Nei giorni scorsi, trattando del libro di Anton Blok “La mafia di un villaggio siciliano 1860-1960”,
abbiamo colto (capitolo III) che la sicurezza pubblica sul nostro territorio
era problema serio e che pure i contadini erano tenuti a pagare individui,
persone private, per evitare di dover subire danni personali e/o ai propri
beni. Perché mai la situazione era così degradata ?
Riferimenti
storici.
Fino alla fine del settecento nei comuni dell’interno
dell’isola la gente non conosceva, non gli importava conoscere, chi fosse
l’autorità del Regno di Sicilia, chi fosse il Re e/o il Vicerè. Il mondo
cominciava, nel caso di Contessa Entellina, nella propria casa e finiva in
chiesa (dove si seppellivano i morti). Poche erano le persone, in una economia
autarchica quale era quella di allora, che si recavano nei paesi limitrofi e
ancora meno quelli che si recavano a Palermo. I legami fra la popolazione e
l’unica autorità riconosciuta, i baroni di casa Cardona e di casa Colonna,
erano tenuti da pochi elementi, da poche persone che avevano la leadership della
comunità. Queste persone rappresentavano in sede locale l’Autorità (assente) e
gestivano la baronia nelle sue molteplici espressioni:
-l’Università (ossia il
Municipio), e quindi l’Amministrazione locale;
-la Giustizia in nome e per conto dei baroni (assenti);
-la Sicurezza pubblica
mediante incaricati;
-il feudo, ossia l’intero territorio di esclusiva
proprietà dei baroni (tranne Serradamo, Contesse e Bagnitelle, affidati in
enfiteusi al ceto civile e a quello burgisi di origine arbëreshe);
-le altre realtà
produttive non rurali, dal mulino ai forno al frantoio al fondaco e così via.
A parte gli obblighi -pesanti-
di ordine impositivo-tributarie nei riguardi delle casse regie ed in quelle baronali (disposte dagli uomini di fiducia dei baroni),
Contessa e la sua comunità si è retta per secoli in discreta autonomia, nel
contesto istituzionale e con la leadership allora esistente localmente.
Il sistema funzionò – immutato- dai primi del
Cinquecento alla fine del Settecento, fino al Viceregno di Caracciolo, quando
sotto più aspetti, fu messo in discussione dalla cultura illuministica che
permeava il rappresentate dei Borboni a Palermo, che intese mettere in profonda
discussione il ruolo di potere dei baroni nel governo della Sicilia.
Nell’anno 1812, nel dopo
rivoluzione francese e in presenza di truppe inglesi sull’isola, il feudalesimo
venne dichiarato defunto e l’antico Parlamento (di Palazzo dei Normanni) si
trovò ad affrontare questioni nuove ed urgenti come possono essere quelli di
transizione da un modo di pensare (feudale) ed un altro (capitalistico).

* COSA SERVE *
Secondo il brano mostrato sopra, in quale anno il feudalesimo venne dichiarato defunto?

* MATERIALE *
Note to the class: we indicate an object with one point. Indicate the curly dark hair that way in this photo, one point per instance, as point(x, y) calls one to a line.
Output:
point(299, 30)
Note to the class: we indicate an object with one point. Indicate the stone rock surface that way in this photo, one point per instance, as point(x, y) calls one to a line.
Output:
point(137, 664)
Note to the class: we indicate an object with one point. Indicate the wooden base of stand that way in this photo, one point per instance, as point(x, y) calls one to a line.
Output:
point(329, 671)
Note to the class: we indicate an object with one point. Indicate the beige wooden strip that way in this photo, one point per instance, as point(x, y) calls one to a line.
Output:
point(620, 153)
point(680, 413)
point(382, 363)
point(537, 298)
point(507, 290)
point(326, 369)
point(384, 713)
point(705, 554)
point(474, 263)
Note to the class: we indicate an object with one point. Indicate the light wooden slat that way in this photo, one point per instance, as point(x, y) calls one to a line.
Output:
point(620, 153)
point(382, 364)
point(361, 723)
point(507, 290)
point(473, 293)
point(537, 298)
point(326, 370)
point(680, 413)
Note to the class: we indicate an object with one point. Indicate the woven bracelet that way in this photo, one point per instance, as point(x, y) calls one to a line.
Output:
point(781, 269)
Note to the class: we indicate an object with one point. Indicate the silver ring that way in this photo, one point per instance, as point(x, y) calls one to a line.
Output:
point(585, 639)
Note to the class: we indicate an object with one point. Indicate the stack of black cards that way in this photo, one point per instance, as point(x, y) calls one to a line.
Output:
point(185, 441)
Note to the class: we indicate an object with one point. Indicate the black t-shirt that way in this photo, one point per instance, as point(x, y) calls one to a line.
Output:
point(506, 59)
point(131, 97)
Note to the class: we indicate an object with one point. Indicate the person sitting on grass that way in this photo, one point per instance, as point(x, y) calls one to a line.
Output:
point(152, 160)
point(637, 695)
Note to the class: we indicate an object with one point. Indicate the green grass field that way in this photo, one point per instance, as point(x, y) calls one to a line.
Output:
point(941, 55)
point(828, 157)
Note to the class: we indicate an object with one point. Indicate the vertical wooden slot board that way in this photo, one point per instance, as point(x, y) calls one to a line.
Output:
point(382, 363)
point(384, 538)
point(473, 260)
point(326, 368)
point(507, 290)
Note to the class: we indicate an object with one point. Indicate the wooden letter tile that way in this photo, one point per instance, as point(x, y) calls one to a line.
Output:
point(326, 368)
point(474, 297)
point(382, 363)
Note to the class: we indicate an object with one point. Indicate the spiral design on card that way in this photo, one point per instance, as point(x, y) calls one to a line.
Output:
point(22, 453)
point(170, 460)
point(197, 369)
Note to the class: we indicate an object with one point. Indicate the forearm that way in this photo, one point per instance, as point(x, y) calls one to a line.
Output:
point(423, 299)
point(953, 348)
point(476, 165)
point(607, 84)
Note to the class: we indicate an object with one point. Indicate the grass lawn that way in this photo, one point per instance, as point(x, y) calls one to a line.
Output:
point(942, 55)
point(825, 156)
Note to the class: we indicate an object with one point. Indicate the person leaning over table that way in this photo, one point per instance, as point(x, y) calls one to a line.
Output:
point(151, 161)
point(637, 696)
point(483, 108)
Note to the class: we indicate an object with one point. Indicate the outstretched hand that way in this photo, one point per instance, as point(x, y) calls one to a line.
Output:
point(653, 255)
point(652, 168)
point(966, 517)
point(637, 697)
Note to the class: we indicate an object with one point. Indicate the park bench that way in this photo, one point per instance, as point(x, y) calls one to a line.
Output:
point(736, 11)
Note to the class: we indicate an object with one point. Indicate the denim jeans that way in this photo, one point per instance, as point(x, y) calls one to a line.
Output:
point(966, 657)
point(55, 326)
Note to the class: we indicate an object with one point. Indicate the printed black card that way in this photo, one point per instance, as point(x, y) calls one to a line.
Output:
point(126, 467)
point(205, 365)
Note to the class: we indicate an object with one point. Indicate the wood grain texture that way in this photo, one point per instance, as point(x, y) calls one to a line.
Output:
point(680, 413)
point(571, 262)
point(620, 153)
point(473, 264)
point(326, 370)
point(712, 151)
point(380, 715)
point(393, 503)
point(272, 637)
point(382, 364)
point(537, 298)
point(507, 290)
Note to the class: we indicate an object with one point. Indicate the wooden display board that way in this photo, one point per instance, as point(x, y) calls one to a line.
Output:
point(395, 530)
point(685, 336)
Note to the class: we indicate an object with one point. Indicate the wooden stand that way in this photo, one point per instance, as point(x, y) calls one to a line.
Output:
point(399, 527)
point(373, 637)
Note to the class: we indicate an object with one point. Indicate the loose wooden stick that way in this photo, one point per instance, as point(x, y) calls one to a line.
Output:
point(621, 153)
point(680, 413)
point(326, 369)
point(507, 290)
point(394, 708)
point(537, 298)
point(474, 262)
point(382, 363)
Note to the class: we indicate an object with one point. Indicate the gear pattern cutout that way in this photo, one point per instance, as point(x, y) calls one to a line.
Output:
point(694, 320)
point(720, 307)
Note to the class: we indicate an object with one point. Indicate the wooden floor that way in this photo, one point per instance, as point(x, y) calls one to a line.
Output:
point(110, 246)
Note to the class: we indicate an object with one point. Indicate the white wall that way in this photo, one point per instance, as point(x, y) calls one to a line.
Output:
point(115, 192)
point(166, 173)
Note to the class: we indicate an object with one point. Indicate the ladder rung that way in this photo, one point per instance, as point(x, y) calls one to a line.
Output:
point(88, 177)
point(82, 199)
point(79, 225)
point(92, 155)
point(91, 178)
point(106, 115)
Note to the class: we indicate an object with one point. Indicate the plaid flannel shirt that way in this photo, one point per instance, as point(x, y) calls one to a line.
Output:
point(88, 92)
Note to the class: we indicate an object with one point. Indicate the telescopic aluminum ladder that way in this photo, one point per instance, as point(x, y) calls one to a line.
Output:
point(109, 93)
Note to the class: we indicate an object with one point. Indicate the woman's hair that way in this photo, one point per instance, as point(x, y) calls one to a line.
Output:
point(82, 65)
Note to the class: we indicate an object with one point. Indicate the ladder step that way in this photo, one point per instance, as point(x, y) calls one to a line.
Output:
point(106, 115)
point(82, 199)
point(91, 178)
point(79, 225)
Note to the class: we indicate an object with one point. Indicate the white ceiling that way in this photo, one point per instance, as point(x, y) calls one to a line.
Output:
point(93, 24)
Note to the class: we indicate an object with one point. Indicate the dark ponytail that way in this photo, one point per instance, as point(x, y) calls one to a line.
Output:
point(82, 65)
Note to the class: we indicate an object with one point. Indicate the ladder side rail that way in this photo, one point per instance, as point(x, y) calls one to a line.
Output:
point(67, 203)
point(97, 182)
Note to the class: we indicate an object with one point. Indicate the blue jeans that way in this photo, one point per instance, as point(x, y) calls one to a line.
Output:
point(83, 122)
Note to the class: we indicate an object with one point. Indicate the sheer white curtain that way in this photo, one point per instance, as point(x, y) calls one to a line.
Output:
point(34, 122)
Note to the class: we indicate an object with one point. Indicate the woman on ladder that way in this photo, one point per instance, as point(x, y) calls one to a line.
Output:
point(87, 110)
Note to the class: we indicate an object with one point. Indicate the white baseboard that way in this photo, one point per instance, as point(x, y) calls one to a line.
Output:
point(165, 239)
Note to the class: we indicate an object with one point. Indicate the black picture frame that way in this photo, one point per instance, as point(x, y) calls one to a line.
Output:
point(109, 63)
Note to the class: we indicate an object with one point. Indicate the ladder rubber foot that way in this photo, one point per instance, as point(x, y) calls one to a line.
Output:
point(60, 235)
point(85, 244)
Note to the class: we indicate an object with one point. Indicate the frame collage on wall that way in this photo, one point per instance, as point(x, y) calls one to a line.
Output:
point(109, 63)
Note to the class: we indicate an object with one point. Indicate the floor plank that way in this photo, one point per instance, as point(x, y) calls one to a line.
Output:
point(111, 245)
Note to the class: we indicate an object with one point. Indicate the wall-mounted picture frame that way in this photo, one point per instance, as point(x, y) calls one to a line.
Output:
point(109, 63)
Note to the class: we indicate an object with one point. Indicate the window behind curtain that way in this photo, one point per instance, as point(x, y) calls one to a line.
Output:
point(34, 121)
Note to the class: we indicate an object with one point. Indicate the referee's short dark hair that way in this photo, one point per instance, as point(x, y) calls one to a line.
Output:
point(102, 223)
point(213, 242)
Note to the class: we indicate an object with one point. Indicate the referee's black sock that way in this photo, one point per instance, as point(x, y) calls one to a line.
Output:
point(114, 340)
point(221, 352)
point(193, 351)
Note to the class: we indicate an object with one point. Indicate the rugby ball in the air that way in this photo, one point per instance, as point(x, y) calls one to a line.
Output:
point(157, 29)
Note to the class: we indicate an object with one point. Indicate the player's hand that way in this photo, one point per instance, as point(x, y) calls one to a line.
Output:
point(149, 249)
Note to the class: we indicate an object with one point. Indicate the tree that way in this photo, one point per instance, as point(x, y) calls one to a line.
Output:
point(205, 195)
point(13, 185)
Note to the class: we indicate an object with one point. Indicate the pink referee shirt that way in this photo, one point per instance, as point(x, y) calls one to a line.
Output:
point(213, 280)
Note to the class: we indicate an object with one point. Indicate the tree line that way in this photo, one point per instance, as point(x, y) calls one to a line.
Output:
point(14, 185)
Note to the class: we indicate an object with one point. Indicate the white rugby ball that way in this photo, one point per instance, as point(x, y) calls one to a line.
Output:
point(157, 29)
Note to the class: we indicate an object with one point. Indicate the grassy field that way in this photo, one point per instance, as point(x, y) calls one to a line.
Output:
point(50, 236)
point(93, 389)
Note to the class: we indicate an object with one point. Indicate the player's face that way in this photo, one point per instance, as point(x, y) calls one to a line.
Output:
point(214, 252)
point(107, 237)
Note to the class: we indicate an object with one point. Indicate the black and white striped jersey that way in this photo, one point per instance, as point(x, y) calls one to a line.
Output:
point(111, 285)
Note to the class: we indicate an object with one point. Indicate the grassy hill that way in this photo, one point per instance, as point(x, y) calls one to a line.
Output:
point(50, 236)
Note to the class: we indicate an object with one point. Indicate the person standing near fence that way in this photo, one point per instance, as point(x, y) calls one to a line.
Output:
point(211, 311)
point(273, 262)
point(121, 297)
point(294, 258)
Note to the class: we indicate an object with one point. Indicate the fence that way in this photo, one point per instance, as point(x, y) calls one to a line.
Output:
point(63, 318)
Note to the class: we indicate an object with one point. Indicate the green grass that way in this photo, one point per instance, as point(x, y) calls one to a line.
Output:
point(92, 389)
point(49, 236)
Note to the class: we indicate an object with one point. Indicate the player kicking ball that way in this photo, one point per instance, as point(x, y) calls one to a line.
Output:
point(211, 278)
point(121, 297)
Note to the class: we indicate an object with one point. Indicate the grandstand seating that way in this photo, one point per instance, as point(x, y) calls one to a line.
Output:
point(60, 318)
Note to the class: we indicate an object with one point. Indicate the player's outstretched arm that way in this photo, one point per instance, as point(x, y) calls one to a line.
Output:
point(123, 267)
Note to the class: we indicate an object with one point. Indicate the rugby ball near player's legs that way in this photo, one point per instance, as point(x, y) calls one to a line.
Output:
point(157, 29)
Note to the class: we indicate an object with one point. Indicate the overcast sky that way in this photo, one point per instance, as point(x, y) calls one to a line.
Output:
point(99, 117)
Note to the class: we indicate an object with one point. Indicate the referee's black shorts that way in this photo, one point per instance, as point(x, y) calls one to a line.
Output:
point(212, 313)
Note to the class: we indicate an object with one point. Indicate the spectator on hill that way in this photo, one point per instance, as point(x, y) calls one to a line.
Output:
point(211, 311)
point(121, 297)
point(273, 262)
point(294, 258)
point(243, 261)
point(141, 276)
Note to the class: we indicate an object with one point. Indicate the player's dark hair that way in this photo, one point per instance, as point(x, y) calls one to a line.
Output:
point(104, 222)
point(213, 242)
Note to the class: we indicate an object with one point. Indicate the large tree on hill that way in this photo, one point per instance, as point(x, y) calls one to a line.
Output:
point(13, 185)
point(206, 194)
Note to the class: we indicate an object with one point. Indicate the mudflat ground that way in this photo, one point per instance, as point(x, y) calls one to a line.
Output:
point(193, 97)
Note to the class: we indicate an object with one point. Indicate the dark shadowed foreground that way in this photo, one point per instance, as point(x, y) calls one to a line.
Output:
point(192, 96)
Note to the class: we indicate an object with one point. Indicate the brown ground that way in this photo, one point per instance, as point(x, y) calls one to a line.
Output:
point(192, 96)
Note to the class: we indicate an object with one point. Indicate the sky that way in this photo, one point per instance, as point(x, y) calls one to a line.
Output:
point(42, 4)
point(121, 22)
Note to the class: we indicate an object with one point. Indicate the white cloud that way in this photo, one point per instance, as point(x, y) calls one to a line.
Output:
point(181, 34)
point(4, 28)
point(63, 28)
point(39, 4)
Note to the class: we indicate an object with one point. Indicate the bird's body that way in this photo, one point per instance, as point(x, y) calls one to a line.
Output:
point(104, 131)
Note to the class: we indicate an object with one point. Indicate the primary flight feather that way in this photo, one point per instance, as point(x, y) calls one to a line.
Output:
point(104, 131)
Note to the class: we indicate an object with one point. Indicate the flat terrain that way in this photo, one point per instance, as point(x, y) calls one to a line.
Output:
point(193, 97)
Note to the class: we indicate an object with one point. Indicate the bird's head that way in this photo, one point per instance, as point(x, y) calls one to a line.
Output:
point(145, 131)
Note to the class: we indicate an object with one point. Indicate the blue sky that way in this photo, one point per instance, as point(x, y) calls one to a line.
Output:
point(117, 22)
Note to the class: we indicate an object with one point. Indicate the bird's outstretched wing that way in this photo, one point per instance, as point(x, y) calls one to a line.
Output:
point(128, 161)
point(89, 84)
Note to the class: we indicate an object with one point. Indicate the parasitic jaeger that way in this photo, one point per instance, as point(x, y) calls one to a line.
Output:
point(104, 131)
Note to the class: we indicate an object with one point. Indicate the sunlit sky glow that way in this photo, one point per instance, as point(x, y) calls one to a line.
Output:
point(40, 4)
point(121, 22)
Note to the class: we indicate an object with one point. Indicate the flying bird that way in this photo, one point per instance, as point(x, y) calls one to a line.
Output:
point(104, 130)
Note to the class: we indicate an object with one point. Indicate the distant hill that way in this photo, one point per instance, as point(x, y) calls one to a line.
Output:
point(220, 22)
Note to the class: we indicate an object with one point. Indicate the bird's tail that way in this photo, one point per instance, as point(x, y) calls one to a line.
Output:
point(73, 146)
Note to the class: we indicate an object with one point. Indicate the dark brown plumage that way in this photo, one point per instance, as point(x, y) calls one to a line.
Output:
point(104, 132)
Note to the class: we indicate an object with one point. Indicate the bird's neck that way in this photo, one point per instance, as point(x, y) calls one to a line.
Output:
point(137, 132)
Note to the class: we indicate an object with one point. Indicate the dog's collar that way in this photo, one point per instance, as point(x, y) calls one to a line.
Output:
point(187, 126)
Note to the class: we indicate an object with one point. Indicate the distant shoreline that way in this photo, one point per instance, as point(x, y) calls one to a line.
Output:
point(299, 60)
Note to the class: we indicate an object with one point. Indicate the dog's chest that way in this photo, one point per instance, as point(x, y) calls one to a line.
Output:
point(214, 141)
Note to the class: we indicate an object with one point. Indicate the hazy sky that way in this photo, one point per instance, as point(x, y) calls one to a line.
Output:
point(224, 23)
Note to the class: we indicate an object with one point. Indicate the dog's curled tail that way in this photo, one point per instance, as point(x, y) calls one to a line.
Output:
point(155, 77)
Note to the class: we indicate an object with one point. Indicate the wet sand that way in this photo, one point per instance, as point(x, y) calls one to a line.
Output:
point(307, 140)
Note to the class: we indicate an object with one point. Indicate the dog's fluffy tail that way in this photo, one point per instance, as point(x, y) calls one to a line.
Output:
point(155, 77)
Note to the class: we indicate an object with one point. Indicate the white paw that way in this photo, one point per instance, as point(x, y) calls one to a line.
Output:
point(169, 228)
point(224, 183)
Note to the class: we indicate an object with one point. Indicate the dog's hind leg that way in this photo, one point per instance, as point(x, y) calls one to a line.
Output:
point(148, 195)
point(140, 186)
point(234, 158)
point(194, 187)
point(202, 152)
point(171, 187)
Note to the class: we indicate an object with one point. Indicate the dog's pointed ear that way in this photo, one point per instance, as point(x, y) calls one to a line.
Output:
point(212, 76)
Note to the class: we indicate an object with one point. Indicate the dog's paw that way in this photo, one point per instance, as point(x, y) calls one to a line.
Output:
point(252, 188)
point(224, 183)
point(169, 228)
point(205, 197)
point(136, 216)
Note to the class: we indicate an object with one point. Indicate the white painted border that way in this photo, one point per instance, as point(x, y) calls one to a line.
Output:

* RISPOSTA SCRITTA *
Il feudalesimo venne dichiarato defunto nel 1812.